Segment Start: MATERIAL SUPPLIED

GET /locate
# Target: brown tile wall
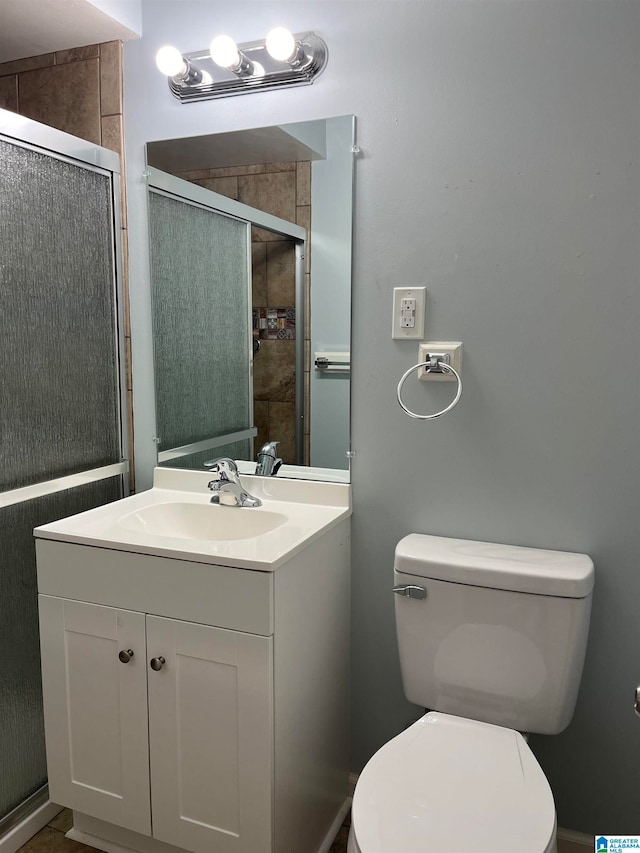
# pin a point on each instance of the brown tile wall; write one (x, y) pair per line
(78, 91)
(284, 190)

Segment End: MATERIAL SUPPLIED

* [PROBLEM STATEMENT]: Transcribe the full listing exactly, but keep every image out of it.

* [OUTPUT OF THE TASK]:
GET /locate
# Target: brown tile wall
# pin a point on each instance of the brown tile wall; write one (x, y) pair per line
(78, 91)
(284, 190)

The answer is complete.